When you answer, give every record back exactly as written.
-- -- --
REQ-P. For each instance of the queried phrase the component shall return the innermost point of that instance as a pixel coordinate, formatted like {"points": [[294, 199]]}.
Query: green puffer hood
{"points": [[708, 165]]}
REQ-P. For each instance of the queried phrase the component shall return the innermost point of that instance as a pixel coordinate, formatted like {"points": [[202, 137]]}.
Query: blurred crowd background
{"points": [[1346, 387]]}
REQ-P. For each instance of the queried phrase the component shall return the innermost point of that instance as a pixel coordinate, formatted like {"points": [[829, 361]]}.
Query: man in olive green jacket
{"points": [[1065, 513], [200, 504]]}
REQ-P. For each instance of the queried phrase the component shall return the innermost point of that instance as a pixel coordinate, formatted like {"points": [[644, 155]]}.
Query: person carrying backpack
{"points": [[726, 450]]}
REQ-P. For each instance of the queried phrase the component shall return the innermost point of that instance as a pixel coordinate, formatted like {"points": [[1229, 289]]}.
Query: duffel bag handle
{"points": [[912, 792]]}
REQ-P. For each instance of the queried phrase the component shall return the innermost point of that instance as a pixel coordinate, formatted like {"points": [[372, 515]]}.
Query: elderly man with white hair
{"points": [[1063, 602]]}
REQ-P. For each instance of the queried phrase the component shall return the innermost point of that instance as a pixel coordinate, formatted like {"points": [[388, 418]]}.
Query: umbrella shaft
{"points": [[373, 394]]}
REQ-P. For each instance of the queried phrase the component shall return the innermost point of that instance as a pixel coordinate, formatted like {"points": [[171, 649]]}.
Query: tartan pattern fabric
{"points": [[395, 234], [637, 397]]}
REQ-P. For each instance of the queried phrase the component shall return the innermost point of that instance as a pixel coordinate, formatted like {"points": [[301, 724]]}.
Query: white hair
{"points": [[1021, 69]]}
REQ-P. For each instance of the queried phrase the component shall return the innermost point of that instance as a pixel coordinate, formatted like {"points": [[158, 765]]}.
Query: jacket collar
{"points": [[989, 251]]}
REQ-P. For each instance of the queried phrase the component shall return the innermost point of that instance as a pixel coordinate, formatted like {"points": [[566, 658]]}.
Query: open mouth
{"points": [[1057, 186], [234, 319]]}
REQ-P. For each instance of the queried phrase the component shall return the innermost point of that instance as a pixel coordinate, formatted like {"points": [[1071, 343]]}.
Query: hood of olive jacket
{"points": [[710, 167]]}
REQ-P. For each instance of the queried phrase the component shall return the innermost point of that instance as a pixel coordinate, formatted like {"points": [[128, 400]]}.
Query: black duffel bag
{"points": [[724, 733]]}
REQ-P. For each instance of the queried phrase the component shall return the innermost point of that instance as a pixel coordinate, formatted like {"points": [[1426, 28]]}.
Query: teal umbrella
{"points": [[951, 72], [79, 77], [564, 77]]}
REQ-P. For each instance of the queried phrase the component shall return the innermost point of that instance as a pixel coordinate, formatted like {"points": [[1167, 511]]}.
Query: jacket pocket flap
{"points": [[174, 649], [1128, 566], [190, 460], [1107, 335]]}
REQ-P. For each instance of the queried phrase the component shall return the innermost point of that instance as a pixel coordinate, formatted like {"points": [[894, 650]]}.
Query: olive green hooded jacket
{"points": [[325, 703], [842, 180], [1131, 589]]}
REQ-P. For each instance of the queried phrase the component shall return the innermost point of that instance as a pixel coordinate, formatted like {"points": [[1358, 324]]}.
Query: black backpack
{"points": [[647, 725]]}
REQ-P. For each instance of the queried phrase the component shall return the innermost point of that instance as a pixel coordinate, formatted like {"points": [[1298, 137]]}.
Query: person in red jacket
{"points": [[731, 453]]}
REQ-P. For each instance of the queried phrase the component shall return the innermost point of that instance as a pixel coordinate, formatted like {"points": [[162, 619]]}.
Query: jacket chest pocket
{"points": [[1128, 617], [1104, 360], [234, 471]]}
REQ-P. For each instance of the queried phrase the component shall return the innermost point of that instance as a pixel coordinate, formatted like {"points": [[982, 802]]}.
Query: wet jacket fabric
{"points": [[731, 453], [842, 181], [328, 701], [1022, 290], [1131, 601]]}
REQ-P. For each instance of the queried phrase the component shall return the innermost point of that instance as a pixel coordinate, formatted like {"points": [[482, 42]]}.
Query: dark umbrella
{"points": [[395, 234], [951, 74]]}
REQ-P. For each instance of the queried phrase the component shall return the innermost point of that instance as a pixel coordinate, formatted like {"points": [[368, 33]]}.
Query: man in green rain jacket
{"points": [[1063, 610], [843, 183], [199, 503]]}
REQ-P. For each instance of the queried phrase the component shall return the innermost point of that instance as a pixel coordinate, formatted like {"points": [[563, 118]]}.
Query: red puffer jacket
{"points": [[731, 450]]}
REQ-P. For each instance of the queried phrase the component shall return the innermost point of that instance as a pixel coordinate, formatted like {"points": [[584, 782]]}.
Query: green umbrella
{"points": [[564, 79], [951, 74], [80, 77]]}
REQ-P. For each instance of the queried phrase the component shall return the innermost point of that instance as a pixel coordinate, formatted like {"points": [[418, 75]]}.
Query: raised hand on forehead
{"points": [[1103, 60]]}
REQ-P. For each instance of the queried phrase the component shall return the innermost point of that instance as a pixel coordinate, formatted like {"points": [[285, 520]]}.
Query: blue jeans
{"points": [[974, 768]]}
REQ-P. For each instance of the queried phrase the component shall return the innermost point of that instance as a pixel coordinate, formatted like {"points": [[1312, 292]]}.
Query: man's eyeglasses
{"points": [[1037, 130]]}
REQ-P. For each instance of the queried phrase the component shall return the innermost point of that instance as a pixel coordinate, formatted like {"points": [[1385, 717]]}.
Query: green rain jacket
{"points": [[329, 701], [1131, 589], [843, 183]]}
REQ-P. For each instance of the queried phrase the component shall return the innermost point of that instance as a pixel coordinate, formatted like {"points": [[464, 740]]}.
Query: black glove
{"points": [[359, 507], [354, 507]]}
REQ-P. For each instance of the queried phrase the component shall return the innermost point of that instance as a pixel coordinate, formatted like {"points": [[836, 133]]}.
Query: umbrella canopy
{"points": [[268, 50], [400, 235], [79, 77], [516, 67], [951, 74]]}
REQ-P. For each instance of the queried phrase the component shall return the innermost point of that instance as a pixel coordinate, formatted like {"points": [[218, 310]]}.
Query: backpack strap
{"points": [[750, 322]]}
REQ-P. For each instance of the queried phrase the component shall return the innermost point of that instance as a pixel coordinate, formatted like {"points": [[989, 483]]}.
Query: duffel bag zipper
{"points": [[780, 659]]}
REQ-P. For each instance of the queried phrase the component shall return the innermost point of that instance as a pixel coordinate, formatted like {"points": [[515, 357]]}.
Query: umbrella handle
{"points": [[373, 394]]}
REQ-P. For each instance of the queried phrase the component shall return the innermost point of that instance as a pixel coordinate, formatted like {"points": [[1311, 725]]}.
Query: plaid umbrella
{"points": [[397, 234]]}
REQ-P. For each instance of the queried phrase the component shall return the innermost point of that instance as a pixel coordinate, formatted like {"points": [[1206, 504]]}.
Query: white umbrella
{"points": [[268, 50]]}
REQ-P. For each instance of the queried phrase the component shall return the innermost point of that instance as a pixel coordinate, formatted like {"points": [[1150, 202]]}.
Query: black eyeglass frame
-- -- --
Result of this task -
REQ-P. For each instance of the queried phrase the component shall return the innermost point of that instance as a pixel coordinate, formatted like {"points": [[294, 199]]}.
Query: green puffer hood
{"points": [[708, 165]]}
REQ-P. For each instance of the queried phrase the component shall return the innermost point of that instance as a pixel coordinate, formatted like {"points": [[202, 137]]}.
Query: blurred crowd background
{"points": [[1346, 387]]}
REQ-P. For each instance of the queried phrase the component shall return the innermost point of that instance as a pixel coordinate, formatted like {"points": [[829, 361]]}.
Query: man in olive green jacket
{"points": [[1065, 513], [200, 504]]}
REQ-P. For each instance of the queried phrase the component shall return the innermost point of that instance as a pixel coordinate, formatted like {"points": [[644, 155]]}.
Query: person carrying backpack
{"points": [[726, 450]]}
REQ-P. For each instance of the queried phrase the component shall return the innermost point of that instance as a pixel coordinate, formatted like {"points": [[1229, 289]]}.
Query: duffel bag handle
{"points": [[912, 792]]}
REQ-P. For each instance of the queried phrase the component shall return the innermost point of that instance as a pixel coordinate, formatted like {"points": [[372, 515]]}.
Query: elderly man with white hair
{"points": [[1063, 602]]}
REQ-P. For each instance of the queried phrase the component shall return the innermost point of that instance as a pixel coordinate, formatted like {"points": [[388, 418]]}.
Query: umbrella shaft
{"points": [[373, 394]]}
REQ-P. For each instance of the queried phrase the component shall return the innermost point of that instance as a pixel coordinate, formatted like {"points": [[171, 649]]}.
Query: tartan pattern fabric
{"points": [[395, 234], [637, 397]]}
REQ-P. For each instance of the queried phrase the component shall return the innermost point of that instance as a pixel coordinate, formatted like {"points": [[301, 724]]}.
Query: white hair
{"points": [[1021, 69]]}
REQ-P. For each instance of the queried phrase the component shall return the innermost point of that instance as a pixel coordinate, formatted like {"points": [[158, 765]]}.
Query: jacket collar
{"points": [[989, 251]]}
REQ-P. For each instance of the queried phrase the component shall return the innermost point of that instance as a pixel coordinate, formatted like {"points": [[566, 658]]}.
Query: open mouth
{"points": [[1057, 186], [234, 319]]}
REQ-P. For each instance of the queried phrase the component shall return the innermost point of that instance as a pixel coordinate, formatted like {"points": [[1071, 343]]}.
Query: hood of olive jacket
{"points": [[710, 167]]}
REQ-P. For each instance of the queried phrase the component shall return the innermost point of that instance as a pixel coordinate, formatted like {"points": [[128, 400]]}.
Query: black duffel bag
{"points": [[724, 733]]}
REQ-P. For each instance of the queried phrase the component shall return the innermost point of that instance as a pixel coordinate, formatted like {"points": [[1426, 28]]}.
Query: teal umbrella
{"points": [[951, 72], [79, 77], [564, 77]]}
REQ-P. For each instance of the queried phrase the component shall return the innermost point of that instance as a pixel coordinate, formatted like {"points": [[1167, 511]]}.
Query: jacket pocket flap
{"points": [[174, 649], [1128, 566], [190, 460], [1107, 335]]}
REQ-P. For each instance of the queried phrase the component shall return the innermost point of that instance as a pixel coordinate, formatted like {"points": [[894, 650]]}.
Query: olive green hooded jacket
{"points": [[325, 703], [842, 180], [1131, 589]]}
REQ-P. For each instance of the queried phrase the component shall return the innermost point of that instance as a pixel coordinate, formatted like {"points": [[1358, 324]]}.
Query: black backpack
{"points": [[647, 725]]}
REQ-P. For each instance of the queried phrase the component shall return the innermost point of that instance as a pixel coordinate, formatted like {"points": [[1298, 137]]}.
Query: person in red jacket
{"points": [[731, 453]]}
REQ-P. For each instance of the queried phrase the component shall return the innermost point of that instance as a pixel coordinate, formatted like {"points": [[162, 619]]}.
Query: jacket chest pocket
{"points": [[1128, 617], [1104, 360], [234, 471]]}
REQ-P. For each instance of the queried phrase the component shall return the innermost point of that instance as a pixel coordinate, formatted like {"points": [[982, 802]]}.
Query: wet jacket fabric
{"points": [[731, 453], [842, 181], [328, 701], [1022, 290], [1131, 601]]}
REQ-P. For each instance of the queried phrase the component shall return the innermost point of that instance as a pixel coordinate, formatted like {"points": [[482, 42]]}.
Query: dark umbrella
{"points": [[395, 234], [951, 74]]}
REQ-P. For each instance of the queried phrase the component shall return the innermost point of that instance as a pixel coordinate, formatted like {"points": [[368, 33]]}.
Query: man in green rain jacket
{"points": [[1063, 610], [843, 183], [199, 503]]}
REQ-P. For each instance of the queried phrase the component shall return the innermost point of that instance as a pixel coordinate, formatted like {"points": [[563, 118]]}.
Query: red puffer jacket
{"points": [[731, 450]]}
REQ-P. For each instance of the queried phrase the component shall return the innermost point of that instance as a pixel coordinate, formatted like {"points": [[584, 782]]}.
Query: green umbrella
{"points": [[564, 79], [951, 74], [80, 77]]}
REQ-P. For each instance of the queried phrase the component shall return the innermost point of that instance as a pixel coordinate, formatted like {"points": [[418, 75]]}.
Query: raised hand on forehead
{"points": [[1103, 60]]}
REQ-P. For each instance of the queried phrase the component shall return the innermost point of that instance as a pixel coordinate, formatted like {"points": [[285, 520]]}.
Query: blue jeans
{"points": [[974, 768]]}
REQ-P. For each instance of the queried phrase the component shall return the innermost point of that instance as a pixel coordinate, formatted like {"points": [[1312, 292]]}.
Query: man's eyeglasses
{"points": [[1037, 130]]}
REQ-P. For each instance of the queried phrase the component shall return the innermost point of that instance as a pixel coordinate, formatted like {"points": [[1385, 717]]}.
Query: green rain jacket
{"points": [[329, 701], [1131, 589], [843, 183]]}
REQ-P. For each instance of the queried phrase the component shall return the innermost point of that instance as a pixel coordinate, formatted like {"points": [[464, 740]]}.
Query: black glove
{"points": [[359, 507], [354, 507]]}
REQ-P. For each instance of the queried phrase the component shall return the innermost point of that instance as a pixel coordinate, formatted like {"points": [[836, 133]]}.
Query: umbrella canopy
{"points": [[268, 50], [400, 235], [79, 77], [516, 67], [951, 74]]}
REQ-P. For each instance of the queried phrase the component shall return the innermost point of that instance as a pixel coordinate, formatted like {"points": [[218, 310]]}.
Query: backpack strap
{"points": [[750, 322]]}
REQ-P. For each instance of the queried phrase the component shall return the innermost point of that instance as a pixel coordinate, formatted like {"points": [[989, 483]]}.
Query: duffel bag zipper
{"points": [[780, 659]]}
REQ-P. For each instance of the queried phrase the component shall return the innermost point of that instance as a pixel coordinate, formatted like {"points": [[515, 357]]}.
Query: umbrella handle
{"points": [[373, 394]]}
REQ-P. For each instance of the queried phrase the component shall return the innermost point of that instance as a pixel coordinate, formatted like {"points": [[1311, 725]]}.
Query: plaid umbrella
{"points": [[397, 234]]}
REQ-P. For each instance of the queried phrase the component shall return the innermost point of that instance as a pixel coordinate, formatted like {"points": [[1206, 504]]}.
Query: white umbrella
{"points": [[268, 50]]}
REQ-P. For each instance of the queried phrase the component shall return the innermost point of that instance as a pixel coordinate, formatted like {"points": [[1150, 202]]}.
Query: black eyeglass frame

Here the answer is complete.